### TASK STATEMENT:
Extract every line of the entries below that contains the string "head", matching case exactly.

· · · ·

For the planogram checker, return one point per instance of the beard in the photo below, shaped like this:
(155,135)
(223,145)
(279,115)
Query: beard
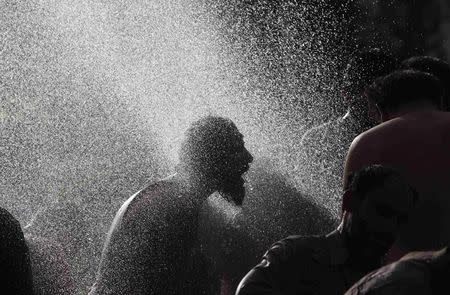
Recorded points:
(235,189)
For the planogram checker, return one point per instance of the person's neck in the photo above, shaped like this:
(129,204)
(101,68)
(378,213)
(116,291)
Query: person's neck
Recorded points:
(418,107)
(357,263)
(195,183)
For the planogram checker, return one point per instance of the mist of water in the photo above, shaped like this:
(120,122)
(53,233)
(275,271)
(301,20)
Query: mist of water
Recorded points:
(96,94)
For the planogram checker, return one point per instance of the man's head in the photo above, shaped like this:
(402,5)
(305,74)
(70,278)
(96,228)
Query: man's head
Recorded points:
(376,205)
(213,151)
(435,66)
(402,89)
(363,68)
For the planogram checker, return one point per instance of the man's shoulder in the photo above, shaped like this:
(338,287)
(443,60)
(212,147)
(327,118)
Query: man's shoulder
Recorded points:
(298,249)
(401,276)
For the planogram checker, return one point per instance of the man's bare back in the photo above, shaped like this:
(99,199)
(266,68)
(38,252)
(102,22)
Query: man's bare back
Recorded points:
(418,144)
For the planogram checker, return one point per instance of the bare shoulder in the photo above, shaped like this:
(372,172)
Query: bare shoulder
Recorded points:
(298,250)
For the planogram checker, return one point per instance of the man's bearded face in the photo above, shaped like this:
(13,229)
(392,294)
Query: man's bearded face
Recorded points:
(237,162)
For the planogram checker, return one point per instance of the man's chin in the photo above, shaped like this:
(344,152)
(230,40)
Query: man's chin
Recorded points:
(235,192)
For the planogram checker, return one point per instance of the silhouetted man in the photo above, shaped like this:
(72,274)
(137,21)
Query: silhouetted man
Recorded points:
(150,246)
(421,273)
(435,66)
(415,138)
(374,208)
(15,266)
(325,146)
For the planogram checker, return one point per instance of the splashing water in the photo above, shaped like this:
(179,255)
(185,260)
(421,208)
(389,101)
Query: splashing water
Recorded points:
(96,95)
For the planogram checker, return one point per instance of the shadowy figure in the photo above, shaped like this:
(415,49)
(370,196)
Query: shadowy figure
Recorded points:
(421,273)
(324,147)
(235,237)
(415,139)
(151,245)
(15,266)
(435,66)
(51,272)
(375,206)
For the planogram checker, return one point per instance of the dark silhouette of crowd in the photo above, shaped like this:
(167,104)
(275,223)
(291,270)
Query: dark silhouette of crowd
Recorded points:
(203,230)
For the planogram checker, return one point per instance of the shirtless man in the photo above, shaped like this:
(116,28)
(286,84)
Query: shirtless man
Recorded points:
(150,248)
(324,147)
(376,206)
(414,138)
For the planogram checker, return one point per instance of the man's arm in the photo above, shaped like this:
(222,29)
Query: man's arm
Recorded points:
(281,271)
(361,153)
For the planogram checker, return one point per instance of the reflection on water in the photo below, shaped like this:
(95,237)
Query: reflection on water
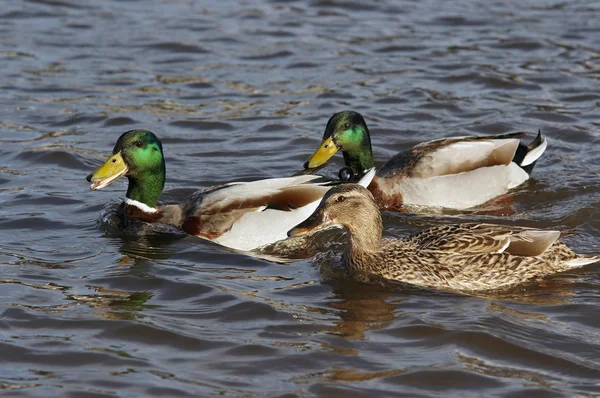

· · · ·

### THE COMPLETED TASK:
For the planogram checker, return one point per instance of the man's head in the photo above, shaped like this:
Query: man's head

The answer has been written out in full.